# Your goal:
Display each line in the items below that contains the string "warm".
++++++++++
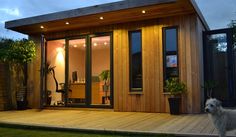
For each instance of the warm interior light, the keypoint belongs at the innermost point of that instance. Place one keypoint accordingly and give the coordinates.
(60, 56)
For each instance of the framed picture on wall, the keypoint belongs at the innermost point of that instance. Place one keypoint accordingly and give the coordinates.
(171, 61)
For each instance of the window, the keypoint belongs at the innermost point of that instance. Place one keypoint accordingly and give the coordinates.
(135, 49)
(170, 48)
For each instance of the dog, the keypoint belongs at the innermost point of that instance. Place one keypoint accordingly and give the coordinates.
(223, 119)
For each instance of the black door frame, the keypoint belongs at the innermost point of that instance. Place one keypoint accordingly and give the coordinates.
(88, 70)
(230, 59)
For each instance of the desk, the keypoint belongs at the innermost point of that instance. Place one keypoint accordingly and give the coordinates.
(77, 90)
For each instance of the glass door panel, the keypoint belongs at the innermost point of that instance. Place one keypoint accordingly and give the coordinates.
(55, 73)
(219, 64)
(100, 77)
(77, 72)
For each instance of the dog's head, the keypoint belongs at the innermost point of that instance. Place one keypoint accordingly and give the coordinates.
(212, 105)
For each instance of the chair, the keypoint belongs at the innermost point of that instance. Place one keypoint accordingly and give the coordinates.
(62, 90)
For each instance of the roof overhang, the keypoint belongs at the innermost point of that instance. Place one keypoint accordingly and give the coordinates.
(112, 13)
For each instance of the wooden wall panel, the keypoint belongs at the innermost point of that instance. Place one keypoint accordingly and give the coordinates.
(152, 99)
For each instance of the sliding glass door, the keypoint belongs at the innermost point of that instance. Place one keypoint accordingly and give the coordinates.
(101, 62)
(79, 71)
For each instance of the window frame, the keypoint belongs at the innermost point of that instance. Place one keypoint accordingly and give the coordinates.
(171, 52)
(134, 90)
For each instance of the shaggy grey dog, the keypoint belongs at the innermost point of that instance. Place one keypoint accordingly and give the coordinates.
(223, 119)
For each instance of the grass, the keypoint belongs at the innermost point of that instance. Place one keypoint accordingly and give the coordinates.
(22, 132)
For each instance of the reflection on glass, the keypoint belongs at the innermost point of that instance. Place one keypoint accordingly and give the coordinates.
(217, 64)
(219, 40)
(136, 80)
(171, 55)
(77, 57)
(55, 69)
(100, 70)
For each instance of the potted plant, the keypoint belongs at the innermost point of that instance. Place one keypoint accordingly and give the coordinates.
(17, 54)
(176, 89)
(49, 70)
(105, 76)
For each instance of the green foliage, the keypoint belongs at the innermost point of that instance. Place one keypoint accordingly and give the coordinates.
(5, 45)
(174, 86)
(105, 75)
(17, 51)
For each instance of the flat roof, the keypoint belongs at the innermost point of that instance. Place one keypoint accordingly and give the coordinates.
(111, 13)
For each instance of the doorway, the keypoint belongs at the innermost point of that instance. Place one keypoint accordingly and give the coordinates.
(82, 72)
(219, 65)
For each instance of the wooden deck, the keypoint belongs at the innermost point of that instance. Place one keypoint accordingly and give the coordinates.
(182, 125)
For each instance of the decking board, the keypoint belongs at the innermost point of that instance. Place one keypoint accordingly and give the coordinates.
(187, 125)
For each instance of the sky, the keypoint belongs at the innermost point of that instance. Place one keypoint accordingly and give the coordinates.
(218, 13)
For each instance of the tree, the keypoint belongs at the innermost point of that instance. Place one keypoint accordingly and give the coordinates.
(16, 53)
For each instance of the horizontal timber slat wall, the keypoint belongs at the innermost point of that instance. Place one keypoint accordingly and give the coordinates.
(153, 99)
(190, 66)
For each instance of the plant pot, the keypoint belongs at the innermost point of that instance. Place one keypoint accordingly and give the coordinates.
(105, 88)
(174, 105)
(22, 105)
(49, 99)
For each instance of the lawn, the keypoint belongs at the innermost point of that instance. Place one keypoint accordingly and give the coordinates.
(17, 132)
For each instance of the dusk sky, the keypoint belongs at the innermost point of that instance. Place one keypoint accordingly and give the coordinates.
(218, 13)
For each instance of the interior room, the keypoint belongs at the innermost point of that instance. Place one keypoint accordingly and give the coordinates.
(99, 93)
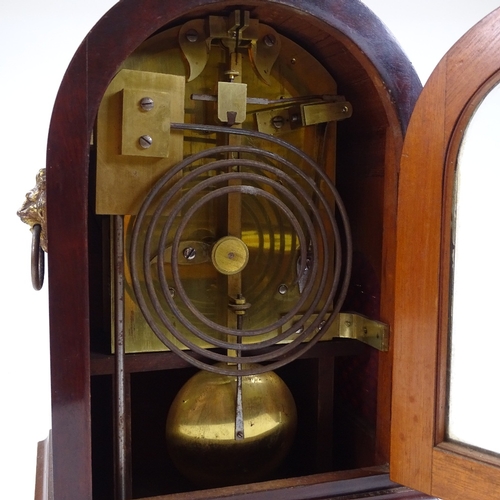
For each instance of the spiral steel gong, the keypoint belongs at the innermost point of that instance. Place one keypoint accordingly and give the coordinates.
(299, 196)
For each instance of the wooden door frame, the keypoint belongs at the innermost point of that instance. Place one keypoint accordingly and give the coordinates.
(420, 456)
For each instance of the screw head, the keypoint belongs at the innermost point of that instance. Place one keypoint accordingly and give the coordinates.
(145, 141)
(147, 104)
(192, 35)
(189, 253)
(277, 121)
(270, 40)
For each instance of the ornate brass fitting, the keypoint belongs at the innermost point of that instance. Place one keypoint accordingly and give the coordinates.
(33, 213)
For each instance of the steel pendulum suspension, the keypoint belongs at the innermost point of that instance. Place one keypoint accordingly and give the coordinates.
(239, 307)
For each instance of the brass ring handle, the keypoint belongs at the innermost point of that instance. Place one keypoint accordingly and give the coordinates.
(33, 213)
(37, 258)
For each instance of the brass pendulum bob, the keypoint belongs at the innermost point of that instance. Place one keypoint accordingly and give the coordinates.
(225, 429)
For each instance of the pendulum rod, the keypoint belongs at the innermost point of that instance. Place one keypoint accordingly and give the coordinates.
(120, 420)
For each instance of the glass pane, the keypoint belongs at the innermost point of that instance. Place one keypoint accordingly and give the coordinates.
(474, 409)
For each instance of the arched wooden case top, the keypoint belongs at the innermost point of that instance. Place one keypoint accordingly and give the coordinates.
(306, 67)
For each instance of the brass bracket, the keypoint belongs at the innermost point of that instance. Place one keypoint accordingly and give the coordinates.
(353, 326)
(284, 119)
(236, 31)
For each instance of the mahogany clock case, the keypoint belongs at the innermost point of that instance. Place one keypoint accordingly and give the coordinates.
(342, 387)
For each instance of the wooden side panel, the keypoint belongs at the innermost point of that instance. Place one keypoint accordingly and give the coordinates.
(417, 285)
(419, 460)
(456, 476)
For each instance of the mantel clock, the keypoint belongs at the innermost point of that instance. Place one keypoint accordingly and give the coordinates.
(222, 203)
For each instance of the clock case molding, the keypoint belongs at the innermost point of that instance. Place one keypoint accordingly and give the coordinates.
(368, 66)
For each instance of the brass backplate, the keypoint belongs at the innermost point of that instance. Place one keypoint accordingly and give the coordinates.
(269, 280)
(125, 171)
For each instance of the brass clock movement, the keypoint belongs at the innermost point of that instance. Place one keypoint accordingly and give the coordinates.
(216, 157)
(230, 229)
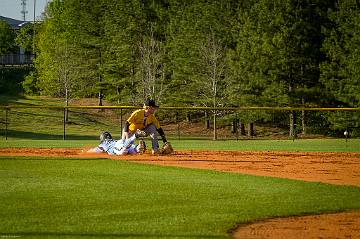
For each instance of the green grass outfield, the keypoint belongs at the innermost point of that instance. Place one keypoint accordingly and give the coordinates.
(306, 145)
(98, 198)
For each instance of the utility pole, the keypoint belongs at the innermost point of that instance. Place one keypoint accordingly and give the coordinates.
(23, 11)
(34, 28)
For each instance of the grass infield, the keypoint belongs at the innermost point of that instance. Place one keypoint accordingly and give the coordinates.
(301, 145)
(70, 198)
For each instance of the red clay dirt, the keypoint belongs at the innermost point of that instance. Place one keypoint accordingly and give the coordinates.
(332, 168)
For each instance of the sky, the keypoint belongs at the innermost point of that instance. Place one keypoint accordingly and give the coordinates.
(13, 8)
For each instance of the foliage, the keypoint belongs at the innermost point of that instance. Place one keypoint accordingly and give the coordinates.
(7, 38)
(213, 53)
(87, 198)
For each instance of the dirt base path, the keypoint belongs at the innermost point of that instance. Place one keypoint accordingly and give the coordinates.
(333, 168)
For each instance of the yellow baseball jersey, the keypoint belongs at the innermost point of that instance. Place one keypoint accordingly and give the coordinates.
(138, 120)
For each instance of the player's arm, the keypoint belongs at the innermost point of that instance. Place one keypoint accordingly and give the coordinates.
(96, 150)
(162, 134)
(126, 130)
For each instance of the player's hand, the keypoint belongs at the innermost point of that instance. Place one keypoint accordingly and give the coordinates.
(125, 135)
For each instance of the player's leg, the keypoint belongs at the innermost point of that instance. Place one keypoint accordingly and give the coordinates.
(151, 130)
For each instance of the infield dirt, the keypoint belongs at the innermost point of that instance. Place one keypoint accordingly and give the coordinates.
(332, 168)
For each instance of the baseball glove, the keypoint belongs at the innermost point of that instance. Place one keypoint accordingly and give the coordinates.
(166, 148)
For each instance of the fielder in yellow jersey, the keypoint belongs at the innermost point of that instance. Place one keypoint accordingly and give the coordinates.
(144, 119)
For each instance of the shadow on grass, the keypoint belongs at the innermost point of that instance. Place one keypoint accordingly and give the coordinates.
(102, 235)
(15, 134)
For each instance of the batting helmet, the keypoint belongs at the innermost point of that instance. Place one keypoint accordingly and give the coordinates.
(105, 136)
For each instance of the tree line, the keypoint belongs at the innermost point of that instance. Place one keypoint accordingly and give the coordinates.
(205, 53)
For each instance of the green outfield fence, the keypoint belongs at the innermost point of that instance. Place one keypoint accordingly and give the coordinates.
(29, 121)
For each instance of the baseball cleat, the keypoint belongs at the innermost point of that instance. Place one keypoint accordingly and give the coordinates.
(140, 133)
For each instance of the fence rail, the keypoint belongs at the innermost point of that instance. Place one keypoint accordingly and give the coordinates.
(189, 108)
(15, 113)
(17, 59)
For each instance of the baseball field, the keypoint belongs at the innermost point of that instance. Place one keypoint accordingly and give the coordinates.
(240, 189)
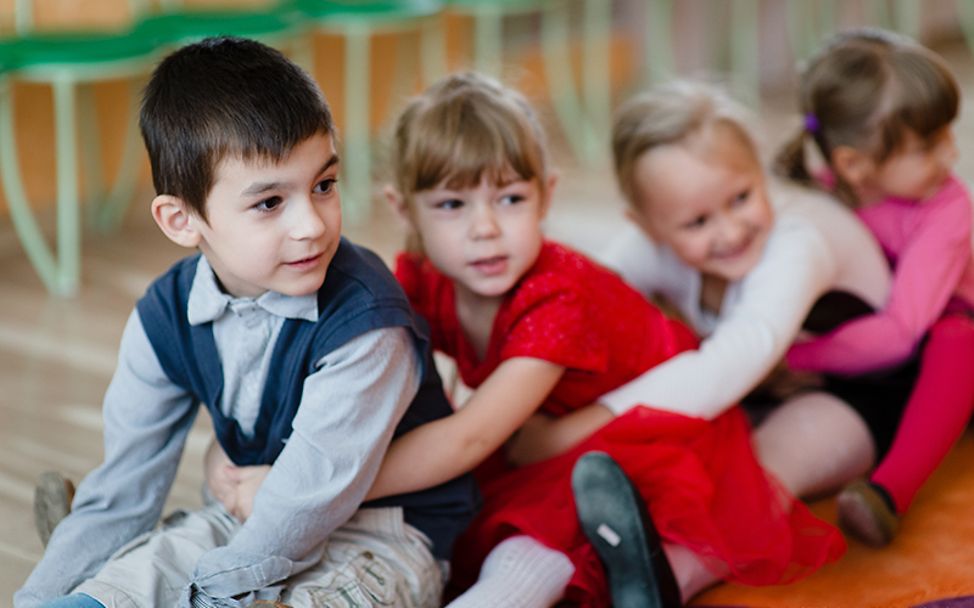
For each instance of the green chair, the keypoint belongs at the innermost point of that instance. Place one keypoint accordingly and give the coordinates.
(357, 21)
(583, 109)
(68, 62)
(174, 27)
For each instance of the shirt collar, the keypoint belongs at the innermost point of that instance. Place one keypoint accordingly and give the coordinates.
(208, 303)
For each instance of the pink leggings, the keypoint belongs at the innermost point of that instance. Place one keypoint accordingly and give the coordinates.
(937, 412)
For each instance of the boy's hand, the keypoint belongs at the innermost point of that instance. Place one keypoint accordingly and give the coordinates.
(248, 480)
(235, 487)
(218, 471)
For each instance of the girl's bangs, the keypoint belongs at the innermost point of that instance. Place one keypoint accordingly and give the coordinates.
(458, 154)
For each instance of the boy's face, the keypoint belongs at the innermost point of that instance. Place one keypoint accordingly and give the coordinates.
(705, 202)
(274, 226)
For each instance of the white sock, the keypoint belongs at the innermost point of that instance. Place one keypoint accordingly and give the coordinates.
(519, 573)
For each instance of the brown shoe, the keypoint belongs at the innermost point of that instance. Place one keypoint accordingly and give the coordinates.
(866, 514)
(52, 502)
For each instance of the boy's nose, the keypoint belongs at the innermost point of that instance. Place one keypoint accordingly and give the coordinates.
(307, 223)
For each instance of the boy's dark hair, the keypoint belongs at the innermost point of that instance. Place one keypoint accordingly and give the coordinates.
(224, 97)
(866, 89)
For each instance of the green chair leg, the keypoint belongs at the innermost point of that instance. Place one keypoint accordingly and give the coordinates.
(575, 124)
(659, 43)
(488, 39)
(60, 272)
(745, 63)
(357, 164)
(596, 77)
(111, 209)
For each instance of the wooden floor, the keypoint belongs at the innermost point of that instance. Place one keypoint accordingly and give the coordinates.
(57, 355)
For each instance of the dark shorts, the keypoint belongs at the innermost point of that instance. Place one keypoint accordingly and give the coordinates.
(878, 397)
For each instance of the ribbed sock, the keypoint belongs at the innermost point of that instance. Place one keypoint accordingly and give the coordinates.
(519, 573)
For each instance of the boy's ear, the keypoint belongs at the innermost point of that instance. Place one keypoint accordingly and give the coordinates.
(851, 165)
(175, 220)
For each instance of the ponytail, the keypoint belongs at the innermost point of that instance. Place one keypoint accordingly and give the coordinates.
(790, 161)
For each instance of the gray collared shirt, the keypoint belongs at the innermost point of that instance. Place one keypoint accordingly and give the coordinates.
(348, 412)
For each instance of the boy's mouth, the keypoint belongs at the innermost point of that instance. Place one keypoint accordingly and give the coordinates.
(304, 262)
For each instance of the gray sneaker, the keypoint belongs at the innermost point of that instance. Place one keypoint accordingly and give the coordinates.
(52, 502)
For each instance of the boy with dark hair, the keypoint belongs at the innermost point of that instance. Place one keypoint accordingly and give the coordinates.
(301, 345)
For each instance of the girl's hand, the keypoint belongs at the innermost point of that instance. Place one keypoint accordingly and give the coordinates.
(542, 437)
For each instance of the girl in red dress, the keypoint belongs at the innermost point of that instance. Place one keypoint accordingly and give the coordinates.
(536, 327)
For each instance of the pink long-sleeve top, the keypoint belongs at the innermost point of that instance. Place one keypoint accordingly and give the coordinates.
(928, 244)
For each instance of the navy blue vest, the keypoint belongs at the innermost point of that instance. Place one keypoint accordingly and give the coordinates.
(359, 295)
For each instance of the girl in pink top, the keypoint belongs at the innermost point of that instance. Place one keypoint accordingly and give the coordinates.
(880, 108)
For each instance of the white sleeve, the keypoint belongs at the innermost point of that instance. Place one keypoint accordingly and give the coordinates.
(750, 337)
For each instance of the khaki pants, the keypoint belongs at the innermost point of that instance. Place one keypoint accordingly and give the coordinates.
(375, 559)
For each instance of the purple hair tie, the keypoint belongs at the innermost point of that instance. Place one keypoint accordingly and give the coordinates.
(811, 123)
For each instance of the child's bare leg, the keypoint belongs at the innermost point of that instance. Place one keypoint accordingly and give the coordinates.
(692, 576)
(519, 573)
(814, 444)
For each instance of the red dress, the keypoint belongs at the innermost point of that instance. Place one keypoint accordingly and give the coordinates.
(700, 480)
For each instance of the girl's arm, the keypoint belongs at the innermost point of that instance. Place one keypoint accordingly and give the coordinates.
(438, 451)
(751, 336)
(543, 437)
(926, 275)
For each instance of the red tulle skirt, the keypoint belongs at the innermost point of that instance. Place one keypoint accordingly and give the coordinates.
(703, 488)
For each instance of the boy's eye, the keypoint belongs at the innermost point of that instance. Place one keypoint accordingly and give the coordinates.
(268, 204)
(449, 204)
(326, 186)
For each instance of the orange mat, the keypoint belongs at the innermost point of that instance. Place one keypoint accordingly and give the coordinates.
(931, 558)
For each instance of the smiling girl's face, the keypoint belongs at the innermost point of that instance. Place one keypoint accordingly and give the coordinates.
(705, 198)
(483, 237)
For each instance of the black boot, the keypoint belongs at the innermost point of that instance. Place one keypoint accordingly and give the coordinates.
(616, 521)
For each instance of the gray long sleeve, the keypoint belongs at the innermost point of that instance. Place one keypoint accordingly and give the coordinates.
(344, 425)
(146, 420)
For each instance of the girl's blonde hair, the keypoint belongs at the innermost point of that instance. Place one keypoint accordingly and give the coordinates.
(866, 89)
(672, 114)
(463, 128)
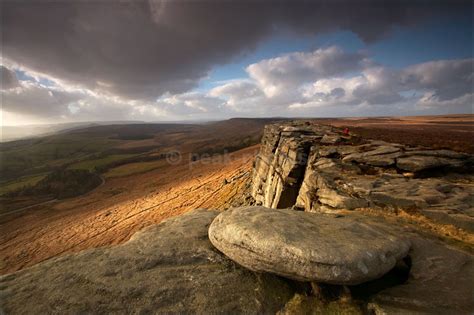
++++++++++
# Solution below:
For each instance of the warm interior light, the keypoint belongs at the innermost point of that instance. Place one keypoint accordingly and give the coordinates.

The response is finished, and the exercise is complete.